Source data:
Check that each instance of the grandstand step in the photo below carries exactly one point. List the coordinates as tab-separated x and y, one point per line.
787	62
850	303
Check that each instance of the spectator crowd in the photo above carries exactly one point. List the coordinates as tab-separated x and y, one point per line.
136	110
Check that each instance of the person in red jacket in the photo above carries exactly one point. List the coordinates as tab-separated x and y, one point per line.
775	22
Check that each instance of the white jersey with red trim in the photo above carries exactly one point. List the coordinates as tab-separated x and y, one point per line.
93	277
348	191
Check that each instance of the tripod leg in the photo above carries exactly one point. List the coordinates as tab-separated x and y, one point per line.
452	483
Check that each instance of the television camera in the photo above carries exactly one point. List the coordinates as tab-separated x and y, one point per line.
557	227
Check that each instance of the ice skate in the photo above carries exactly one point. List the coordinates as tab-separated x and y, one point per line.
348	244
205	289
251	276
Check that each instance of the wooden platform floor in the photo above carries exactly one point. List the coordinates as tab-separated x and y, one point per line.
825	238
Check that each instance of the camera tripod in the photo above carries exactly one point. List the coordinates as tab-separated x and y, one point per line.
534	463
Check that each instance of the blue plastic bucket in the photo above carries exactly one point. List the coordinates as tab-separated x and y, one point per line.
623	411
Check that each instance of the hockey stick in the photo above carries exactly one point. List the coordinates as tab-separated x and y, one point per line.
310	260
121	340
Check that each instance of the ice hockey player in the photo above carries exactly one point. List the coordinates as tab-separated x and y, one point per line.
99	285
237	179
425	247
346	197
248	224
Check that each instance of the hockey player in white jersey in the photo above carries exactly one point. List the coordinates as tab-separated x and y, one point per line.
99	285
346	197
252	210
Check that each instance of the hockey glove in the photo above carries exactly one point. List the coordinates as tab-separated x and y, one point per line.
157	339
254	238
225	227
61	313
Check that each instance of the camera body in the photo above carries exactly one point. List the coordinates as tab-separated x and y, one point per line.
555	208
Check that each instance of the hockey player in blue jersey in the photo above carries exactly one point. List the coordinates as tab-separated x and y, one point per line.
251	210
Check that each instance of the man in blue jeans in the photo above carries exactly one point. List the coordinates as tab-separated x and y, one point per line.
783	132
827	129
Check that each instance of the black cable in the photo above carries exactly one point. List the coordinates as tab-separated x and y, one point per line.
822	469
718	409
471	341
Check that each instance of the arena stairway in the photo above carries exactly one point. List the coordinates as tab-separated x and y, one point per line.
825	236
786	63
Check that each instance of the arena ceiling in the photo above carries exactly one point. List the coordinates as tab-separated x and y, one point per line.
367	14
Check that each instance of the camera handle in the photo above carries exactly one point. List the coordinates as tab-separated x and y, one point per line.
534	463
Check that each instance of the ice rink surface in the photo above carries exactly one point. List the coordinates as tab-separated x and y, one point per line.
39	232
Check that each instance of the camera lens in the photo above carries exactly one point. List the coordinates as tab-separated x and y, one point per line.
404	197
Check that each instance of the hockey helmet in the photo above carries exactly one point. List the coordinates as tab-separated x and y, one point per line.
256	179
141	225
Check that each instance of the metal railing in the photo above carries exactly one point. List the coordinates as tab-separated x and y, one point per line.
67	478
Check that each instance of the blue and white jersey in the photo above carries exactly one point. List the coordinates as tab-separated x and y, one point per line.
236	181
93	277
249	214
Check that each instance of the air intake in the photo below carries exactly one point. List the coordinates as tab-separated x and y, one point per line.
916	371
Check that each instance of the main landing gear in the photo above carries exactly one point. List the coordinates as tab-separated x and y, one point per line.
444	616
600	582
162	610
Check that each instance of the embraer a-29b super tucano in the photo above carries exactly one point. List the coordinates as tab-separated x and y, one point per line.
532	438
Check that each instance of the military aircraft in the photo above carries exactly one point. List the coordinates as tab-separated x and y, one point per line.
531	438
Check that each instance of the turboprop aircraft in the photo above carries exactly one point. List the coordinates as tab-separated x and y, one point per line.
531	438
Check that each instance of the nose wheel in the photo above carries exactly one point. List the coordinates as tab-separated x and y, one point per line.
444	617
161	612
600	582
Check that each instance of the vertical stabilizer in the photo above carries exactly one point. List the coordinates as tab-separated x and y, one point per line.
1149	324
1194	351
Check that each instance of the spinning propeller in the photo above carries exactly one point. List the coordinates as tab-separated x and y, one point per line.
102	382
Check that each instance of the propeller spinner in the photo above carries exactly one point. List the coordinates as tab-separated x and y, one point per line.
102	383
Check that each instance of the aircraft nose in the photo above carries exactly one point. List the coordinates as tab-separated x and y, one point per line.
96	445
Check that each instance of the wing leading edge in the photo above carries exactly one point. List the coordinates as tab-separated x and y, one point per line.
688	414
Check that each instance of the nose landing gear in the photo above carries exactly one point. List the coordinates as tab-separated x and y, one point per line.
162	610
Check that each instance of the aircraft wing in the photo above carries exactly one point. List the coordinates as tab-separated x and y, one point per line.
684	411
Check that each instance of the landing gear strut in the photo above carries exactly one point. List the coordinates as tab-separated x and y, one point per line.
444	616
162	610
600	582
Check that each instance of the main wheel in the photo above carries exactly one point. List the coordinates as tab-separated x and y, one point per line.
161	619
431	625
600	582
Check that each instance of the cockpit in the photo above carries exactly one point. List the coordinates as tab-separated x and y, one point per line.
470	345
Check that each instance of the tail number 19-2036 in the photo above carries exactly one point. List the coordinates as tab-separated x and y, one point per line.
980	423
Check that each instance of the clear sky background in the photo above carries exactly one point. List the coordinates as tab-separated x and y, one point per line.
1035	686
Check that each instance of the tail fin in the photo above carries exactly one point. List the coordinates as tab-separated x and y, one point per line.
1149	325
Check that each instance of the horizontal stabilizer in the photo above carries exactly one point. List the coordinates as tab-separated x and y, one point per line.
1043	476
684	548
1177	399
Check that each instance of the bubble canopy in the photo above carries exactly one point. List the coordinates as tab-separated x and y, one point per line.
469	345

WORK INSTRUCTION: Every record above must be set down again, word for word.

SOLVED PROBLEM:
Check that each instance of the grandstand step in the photo below carries exactly one point. List the coordinates as tab-separated x and y, one point per line.
787	62
850	303
Check that each instance of the spectator crowd in the photo above carries exactly one point. List the coordinates as tab-separated x and y, one point per line.
136	110
Check that each instance of the person in red jacket in the photo above carries exactly one point. List the coordinates as tab-separated x and y, one point per line.
775	22
Check that each instance of the white jersey with red trim in the photo above carries exactly one point. List the coordinates as tab-separated x and y, one point per line.
93	277
348	191
Check that each instance of the tripod leg in the photo above carries exactly one point. List the coordinates as tab-separated x and y, one point per line.
452	483
Check that each instance of the television camera in the photo above carries exactly one point. List the coordinates as tab-separated x and y, one point per line.
557	227
Check that each instance of the ice skate in the photo above carries exactly one point. List the coordinates as tab-separated x and y, one point per line.
348	244
205	289
251	276
Check that each instance of the wooden platform floor in the photo above carries exactly one point. List the coordinates as tab-separated x and y, one point per line.
825	238
Check that each instance of the camera tripod in the photo above carries exactly one point. List the coordinates as tab-separated x and y, one point per line.
534	463
Check that each instance of the blue plastic bucket in the photo above carries exactly one point. List the coordinates as tab-separated x and y, one point per line.
623	411
Check that each instance of the hockey stick in the photo above carries exactly one point. List the coordinates as tab-separated x and y, one point per line.
310	260
121	340
Check that each instance of the ice hockey player in the photo above carries exactly one point. List the coordinates as tab-separated x and y, one point per line.
99	285
237	179
425	247
346	197
248	224
Check that each instance of the hockey player in white jersey in the photo above carries exactly one point. List the coordinates as tab-separated x and y, one point per line.
99	285
346	197
252	210
Check that each instance of the hockey glove in the photo above carries exactly one point. List the coordinates as tab-separated x and y, one point per line.
157	339
254	238
225	227
61	313
Check that each instance of the camera body in the photo above carries exactly one point. List the coordinates as tab-separated x and y, one point per line.
555	208
Check that each instance of the hockey player in blue jersey in the photo above carries exactly one point. List the coordinates as tab-separated x and y, one point per line.
251	210
Check that each instance of the man in blue jeans in the photo above carries exactly one point. List the coordinates as tab-separated x and y, one point per line.
783	132
827	129
Check that each instance of the black cable in the photo above carries exactly one point. List the coordinates as tab-separated x and y, one point per line.
822	469
718	409
471	341
Check that each instance of the arena stairway in the photo above carries exactly one point. List the coordinates as tab-separated x and y, one point per line.
825	236
786	63
Check that each instance of the arena ceiling in the photo above carries exactly one point. List the coordinates as tab-separated x and y, one point per line.
367	14
Check that each instance of the camera handle in the photo above carries exactly one point. List the coordinates as tab-separated x and y, one point per line.
534	463
Check that each instance of the ice rink surface in the photo above carries exactly one point. List the coordinates as tab-separated x and y, one point per line.
39	232
Check that each instance of the camera lens in the photo above carries exactly one point. List the coordinates as tab-separated x and y, one point per line.
404	197
Check that each instance of the hockey helmet in the photo above carries exactly one point. List the coordinates as tab-separated x and y, one point per line.
256	179
141	225
Check that each instance of the metal railing in the photo above carries exactly one point. List the coordinates as tab-separated x and y, one point per line.
67	478
Check that each instance of the blue and white jersey in the photo above carries exactly one point. List the coordinates as tab-separated x and y, one point per line.
236	181
93	277
249	214
Check that each instance of the air intake in the photo below carries exactly one point. List the coordinates as tab-separated x and y, one point per line.
916	371
Check that each instance of the main landing gear in the photo above carries exactly one point. List the coordinates as tab-separated x and y, one point per line.
444	616
600	582
162	610
Check that each instance of the embraer a-29b super tucano in the photo above carries exactly one point. List the coordinates as tab-separated x and y, one point per line.
532	438
Check that each instance of the military aircraft in the photo above carries exactly one point. List the coordinates as tab-separated x and y, one point per line.
531	438
Check that each instance of the turboprop aircraft in the photo above carries exactly one point. List the coordinates as tab-separated x and y, one point per line.
531	438
Check that each instance of the nose wheel in the photo above carries exactly one point. List the coordinates as tab-separated x and y, one point per line.
444	617
161	612
600	582
Check that each instance of the vertical stabilizer in the photo above carries exactly one point. List the coordinates as tab-separated x and y, one point per line.
1149	324
1194	351
Check that each instance of the spinning propeller in the photo above carries exactly one point. List the coordinates as tab-separated x and y, one point per line.
102	382
Check that each instance of the propeller spinner in the photo above carries exactly one point. List the coordinates as tab-separated x and y, one point per line.
102	383
Check that each instance of the aircraft nose in the photo above carries exactly one point. List the coordinates as tab-separated x and y, one point per line.
96	445
Check that each instance of the wing leading edge in the photo above carries exactly one point. List the coordinates as tab-separated x and y, one point per line.
688	414
Check that each instance of the nose landing gear in the photo above carries exactly one point. List the coordinates as tab-separated x and y, one point per line.
162	610
Check that each instance of the aircraft wing in the photo above carries exactly one point. List the coordinates as tab-separated x and y, one point per line.
684	411
Check that each instance of the landing gear strut in the photo above carries exactly one point. List the coordinates as tab-separated x and y, one point per line.
444	616
162	610
600	582
Check that each instance of the main wheel in the photo above carries exactly one point. List the coordinates as tab-separated x and y, one point per line.
161	619
431	625
600	582
Check that each instance of the cockpit in the photo above carries exactly one point. List the coordinates as tab-separated x and y, one point per line.
470	345
Check that each instance of the tail number 19-2036 in the photo above carries exactly one point. List the coordinates as tab-separated x and y, one point per line.
980	423
Check that each instance of the clear sky background in the photo above carries exactly one point. List the coordinates as tab-separated x and y, one point per line.
1035	686
Check that each instance of the tail fin in the photo above carries exactly one point. List the coordinates as tab-separated x and y, one point per line.
1149	325
Check that each instance of the horizontal stabilizer in the photo above carries exactly one point. List the coordinates as tab-separated x and y, one point per line.
1043	476
684	548
1177	399
Check that each instance of the bubble canopy in the photo above carries exactly one point. List the coordinates as tab-separated x and y, one point per line.
469	345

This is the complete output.